= GIVEN EXERCISE =
Lay out the rows below as a Markdown table with the columns No. and Text. Number each line and leave out blank lines.

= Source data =
[BEGIN]

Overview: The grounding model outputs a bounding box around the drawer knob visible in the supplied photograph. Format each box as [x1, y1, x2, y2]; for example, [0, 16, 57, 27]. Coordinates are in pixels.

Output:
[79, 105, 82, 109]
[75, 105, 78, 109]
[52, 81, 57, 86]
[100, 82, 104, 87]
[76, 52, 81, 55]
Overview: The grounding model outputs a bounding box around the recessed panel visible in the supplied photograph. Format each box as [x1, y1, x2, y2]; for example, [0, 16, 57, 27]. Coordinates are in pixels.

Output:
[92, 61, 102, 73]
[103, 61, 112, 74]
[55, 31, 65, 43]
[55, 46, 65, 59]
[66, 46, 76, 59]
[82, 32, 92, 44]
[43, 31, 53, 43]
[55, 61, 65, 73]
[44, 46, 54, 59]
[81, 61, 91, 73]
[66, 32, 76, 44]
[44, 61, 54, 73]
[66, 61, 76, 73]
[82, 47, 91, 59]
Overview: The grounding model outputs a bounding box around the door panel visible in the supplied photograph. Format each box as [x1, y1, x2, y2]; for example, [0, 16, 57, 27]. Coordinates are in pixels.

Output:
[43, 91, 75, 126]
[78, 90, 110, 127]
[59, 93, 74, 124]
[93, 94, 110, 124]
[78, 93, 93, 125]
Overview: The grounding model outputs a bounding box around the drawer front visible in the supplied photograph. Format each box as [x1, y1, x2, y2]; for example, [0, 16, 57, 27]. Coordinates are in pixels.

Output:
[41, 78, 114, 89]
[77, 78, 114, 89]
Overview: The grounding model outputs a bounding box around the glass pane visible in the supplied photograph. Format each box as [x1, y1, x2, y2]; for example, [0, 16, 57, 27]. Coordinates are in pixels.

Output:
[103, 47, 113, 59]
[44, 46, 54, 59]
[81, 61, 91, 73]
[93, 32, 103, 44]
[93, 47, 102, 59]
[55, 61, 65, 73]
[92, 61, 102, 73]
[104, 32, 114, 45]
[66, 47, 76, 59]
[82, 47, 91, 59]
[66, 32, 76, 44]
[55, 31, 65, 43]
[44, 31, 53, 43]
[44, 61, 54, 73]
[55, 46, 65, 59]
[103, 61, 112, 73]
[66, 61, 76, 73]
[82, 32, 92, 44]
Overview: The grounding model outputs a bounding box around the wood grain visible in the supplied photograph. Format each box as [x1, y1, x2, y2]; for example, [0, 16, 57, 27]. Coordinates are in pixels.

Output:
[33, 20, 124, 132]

[END]

= THE REPLY =
| No. | Text |
|---|---|
| 1 | Overview: The grounding model outputs a bounding box around the drawer knob visible in the supplied photograph. Format each box as [x1, y1, x2, y2]; for example, [0, 16, 57, 27]. Coordinates are in pixels. |
| 2 | Output: |
| 3 | [79, 105, 82, 109] |
| 4 | [75, 105, 78, 109] |
| 5 | [52, 81, 57, 86] |
| 6 | [100, 82, 104, 87] |
| 7 | [76, 52, 81, 55] |
| 8 | Overview: The grounding model outputs a bounding box around the recessed panel visible in the supplied photograph. Format each box as [x1, y1, x2, y2]; for example, [0, 16, 57, 27]. Coordinates are in pixels. |
| 9 | Output: |
| 10 | [92, 61, 102, 73] |
| 11 | [103, 61, 112, 74] |
| 12 | [55, 31, 65, 43] |
| 13 | [55, 46, 65, 59] |
| 14 | [66, 46, 76, 59] |
| 15 | [82, 32, 92, 44] |
| 16 | [43, 31, 53, 43] |
| 17 | [55, 61, 65, 73] |
| 18 | [44, 46, 54, 59] |
| 19 | [81, 61, 91, 73] |
| 20 | [66, 32, 76, 44] |
| 21 | [44, 61, 54, 73] |
| 22 | [66, 61, 76, 73] |
| 23 | [82, 47, 91, 59] |
| 24 | Overview: The grounding model outputs a bounding box around the door panel visible in the supplied photograph. Format each box as [x1, y1, x2, y2]; for example, [0, 16, 57, 27]. Coordinates are in pixels. |
| 25 | Output: |
| 26 | [43, 91, 75, 126] |
| 27 | [78, 90, 110, 127] |
| 28 | [59, 93, 74, 124] |
| 29 | [93, 94, 110, 124] |
| 30 | [78, 93, 93, 125] |
| 31 | Overview: The grounding model outputs a bounding box around the drawer front visible in the supplied photograph. Format each box as [x1, y1, x2, y2]; for example, [0, 16, 57, 27]. Coordinates are in pixels. |
| 32 | Output: |
| 33 | [41, 78, 114, 89] |
| 34 | [77, 78, 114, 89] |
| 35 | Overview: The grounding model outputs a bounding box around the glass pane visible in the supplied photograph. Format each box as [x1, y1, x2, y2]; for example, [0, 16, 57, 27]. Coordinates are in pixels. |
| 36 | Output: |
| 37 | [103, 47, 113, 59] |
| 38 | [44, 46, 54, 59] |
| 39 | [81, 61, 91, 73] |
| 40 | [93, 32, 103, 44] |
| 41 | [93, 47, 102, 59] |
| 42 | [55, 61, 65, 73] |
| 43 | [92, 61, 102, 73] |
| 44 | [104, 32, 114, 45] |
| 45 | [66, 47, 76, 59] |
| 46 | [82, 47, 91, 59] |
| 47 | [66, 32, 76, 44] |
| 48 | [55, 31, 65, 43] |
| 49 | [44, 31, 53, 43] |
| 50 | [44, 61, 54, 73] |
| 51 | [55, 46, 65, 59] |
| 52 | [103, 61, 112, 73] |
| 53 | [66, 61, 76, 73] |
| 54 | [82, 32, 92, 44] |
| 55 | Overview: The grounding model outputs a bounding box around the wood grain visible in the supplied photograph. Format each box as [x1, y1, x2, y2]; for example, [0, 16, 57, 27]. Coordinates are in pixels. |
| 56 | Output: |
| 57 | [33, 20, 124, 132] |